DESCRIÇÃO DA TAREFA -
Copie sem nenhuma alteração as linhas dos registros que vão da linha que contém "of the tree" até o fim dos registros, incluindo a primeira e a última.

DADOS FORNECIDOS -
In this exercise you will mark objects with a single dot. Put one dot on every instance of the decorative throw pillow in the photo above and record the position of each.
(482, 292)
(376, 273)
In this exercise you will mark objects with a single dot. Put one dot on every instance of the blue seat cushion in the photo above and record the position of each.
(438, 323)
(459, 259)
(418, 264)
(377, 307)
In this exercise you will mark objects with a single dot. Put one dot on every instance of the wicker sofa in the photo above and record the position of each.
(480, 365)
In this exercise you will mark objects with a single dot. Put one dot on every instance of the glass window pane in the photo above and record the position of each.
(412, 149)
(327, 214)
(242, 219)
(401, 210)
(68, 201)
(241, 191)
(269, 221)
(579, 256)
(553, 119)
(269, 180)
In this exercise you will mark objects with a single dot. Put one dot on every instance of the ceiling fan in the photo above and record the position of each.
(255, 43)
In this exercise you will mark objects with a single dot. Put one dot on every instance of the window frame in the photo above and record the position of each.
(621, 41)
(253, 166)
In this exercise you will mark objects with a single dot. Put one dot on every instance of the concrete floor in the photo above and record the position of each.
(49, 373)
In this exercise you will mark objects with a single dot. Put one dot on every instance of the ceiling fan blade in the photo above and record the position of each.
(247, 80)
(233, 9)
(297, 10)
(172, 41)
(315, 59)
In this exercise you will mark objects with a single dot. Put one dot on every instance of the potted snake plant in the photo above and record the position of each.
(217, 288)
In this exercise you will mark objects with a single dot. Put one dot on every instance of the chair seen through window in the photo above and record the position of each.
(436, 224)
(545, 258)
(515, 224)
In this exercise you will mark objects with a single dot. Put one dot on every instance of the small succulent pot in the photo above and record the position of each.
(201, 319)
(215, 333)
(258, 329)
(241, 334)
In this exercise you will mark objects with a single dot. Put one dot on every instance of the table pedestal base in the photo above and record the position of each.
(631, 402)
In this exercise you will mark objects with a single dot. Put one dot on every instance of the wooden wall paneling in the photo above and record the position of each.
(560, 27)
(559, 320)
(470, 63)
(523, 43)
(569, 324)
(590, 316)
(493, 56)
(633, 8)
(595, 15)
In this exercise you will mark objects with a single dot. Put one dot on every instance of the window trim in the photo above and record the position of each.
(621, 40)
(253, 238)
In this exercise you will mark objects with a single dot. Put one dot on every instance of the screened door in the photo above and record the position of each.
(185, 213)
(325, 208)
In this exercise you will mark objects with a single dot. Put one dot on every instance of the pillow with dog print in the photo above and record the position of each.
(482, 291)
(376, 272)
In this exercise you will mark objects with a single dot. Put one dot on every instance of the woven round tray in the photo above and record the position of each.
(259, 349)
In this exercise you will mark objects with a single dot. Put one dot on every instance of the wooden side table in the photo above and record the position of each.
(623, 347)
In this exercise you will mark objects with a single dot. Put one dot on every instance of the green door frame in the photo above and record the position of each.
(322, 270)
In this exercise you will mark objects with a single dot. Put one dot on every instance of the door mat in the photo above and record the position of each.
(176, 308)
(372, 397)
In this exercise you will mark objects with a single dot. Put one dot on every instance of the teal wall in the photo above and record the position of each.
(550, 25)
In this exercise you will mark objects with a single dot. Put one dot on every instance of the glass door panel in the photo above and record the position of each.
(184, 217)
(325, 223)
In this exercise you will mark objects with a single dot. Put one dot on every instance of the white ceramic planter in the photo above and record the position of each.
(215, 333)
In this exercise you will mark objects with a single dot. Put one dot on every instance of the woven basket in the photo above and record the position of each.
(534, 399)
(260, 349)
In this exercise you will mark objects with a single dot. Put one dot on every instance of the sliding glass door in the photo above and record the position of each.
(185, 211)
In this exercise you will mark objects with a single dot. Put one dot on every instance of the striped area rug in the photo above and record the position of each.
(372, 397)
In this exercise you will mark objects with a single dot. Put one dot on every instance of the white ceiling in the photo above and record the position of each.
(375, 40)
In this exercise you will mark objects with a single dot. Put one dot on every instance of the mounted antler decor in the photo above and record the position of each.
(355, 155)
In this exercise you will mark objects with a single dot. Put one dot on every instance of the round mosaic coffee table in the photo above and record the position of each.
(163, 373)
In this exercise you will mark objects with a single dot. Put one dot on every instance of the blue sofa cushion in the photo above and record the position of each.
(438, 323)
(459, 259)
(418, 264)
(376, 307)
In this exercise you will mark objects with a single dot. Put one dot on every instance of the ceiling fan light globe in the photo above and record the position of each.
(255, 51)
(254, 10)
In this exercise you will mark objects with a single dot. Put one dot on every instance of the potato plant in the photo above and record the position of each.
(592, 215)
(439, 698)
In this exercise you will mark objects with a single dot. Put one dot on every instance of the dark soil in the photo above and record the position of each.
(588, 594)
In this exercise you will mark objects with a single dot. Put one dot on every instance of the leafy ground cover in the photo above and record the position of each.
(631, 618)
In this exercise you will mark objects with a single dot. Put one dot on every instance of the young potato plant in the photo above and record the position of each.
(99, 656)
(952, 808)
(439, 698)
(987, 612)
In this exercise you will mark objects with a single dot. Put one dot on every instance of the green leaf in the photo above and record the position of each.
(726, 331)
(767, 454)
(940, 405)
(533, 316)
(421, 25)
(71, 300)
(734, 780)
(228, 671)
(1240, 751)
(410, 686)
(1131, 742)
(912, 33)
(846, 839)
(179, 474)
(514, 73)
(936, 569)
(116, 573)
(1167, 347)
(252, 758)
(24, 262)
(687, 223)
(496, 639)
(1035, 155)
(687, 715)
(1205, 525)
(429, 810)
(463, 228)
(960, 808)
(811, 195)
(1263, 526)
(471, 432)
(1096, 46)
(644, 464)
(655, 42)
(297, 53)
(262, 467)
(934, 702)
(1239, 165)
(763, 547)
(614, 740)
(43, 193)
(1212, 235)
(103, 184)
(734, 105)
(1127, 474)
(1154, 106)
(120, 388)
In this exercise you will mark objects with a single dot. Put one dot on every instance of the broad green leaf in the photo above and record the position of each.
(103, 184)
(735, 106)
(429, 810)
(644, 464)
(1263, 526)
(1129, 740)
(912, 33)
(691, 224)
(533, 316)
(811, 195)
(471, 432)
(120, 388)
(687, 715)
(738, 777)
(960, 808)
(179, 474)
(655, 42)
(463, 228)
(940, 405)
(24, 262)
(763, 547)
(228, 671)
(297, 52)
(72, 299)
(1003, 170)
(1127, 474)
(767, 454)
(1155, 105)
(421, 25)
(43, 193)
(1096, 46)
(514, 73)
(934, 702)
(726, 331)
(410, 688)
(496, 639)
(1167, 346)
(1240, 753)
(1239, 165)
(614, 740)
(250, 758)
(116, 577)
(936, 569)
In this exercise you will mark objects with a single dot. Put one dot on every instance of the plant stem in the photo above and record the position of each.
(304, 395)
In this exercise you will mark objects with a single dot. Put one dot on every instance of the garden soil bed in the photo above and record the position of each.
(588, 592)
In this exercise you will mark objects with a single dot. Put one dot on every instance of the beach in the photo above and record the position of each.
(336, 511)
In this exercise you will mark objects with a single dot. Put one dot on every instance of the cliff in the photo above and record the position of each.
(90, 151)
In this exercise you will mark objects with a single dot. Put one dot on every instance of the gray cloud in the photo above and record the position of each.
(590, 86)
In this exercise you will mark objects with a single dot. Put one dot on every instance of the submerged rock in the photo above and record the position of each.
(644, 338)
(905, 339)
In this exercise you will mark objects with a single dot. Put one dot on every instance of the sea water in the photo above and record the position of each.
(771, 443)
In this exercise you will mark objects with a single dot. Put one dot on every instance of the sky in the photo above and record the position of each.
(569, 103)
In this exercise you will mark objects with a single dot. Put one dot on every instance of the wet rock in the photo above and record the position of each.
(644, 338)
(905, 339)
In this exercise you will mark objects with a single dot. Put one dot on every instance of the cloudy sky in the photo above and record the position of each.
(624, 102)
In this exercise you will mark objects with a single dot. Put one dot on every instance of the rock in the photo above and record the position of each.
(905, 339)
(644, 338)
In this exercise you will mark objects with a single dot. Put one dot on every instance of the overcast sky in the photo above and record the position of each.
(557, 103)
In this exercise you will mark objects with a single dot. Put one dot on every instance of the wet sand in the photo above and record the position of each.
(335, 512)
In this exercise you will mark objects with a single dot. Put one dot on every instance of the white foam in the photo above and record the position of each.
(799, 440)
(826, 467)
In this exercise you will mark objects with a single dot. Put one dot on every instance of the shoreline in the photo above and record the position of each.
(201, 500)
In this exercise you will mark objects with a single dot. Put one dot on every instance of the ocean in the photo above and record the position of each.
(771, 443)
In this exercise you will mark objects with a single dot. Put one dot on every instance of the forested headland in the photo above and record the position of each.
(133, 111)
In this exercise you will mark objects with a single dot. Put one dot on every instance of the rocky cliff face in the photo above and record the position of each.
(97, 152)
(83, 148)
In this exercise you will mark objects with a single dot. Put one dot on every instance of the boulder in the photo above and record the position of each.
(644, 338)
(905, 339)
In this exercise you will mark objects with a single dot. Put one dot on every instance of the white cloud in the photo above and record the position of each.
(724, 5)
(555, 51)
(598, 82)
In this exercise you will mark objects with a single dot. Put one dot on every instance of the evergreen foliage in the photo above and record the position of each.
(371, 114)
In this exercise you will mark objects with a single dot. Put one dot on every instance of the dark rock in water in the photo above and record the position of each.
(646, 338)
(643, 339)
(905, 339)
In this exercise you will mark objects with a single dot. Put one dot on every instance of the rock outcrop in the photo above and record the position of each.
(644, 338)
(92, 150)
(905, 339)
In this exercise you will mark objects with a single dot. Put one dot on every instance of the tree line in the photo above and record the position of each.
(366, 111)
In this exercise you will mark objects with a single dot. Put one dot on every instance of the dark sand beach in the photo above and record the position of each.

RESPOSTA CORRETA -
In this exercise you will mark objects with a single dot. Put one dot on every instance of the tree line in the photo above and record the position of each.
(366, 111)
In this exercise you will mark objects with a single dot. Put one dot on every instance of the dark sand beach in the photo above and record the position of each.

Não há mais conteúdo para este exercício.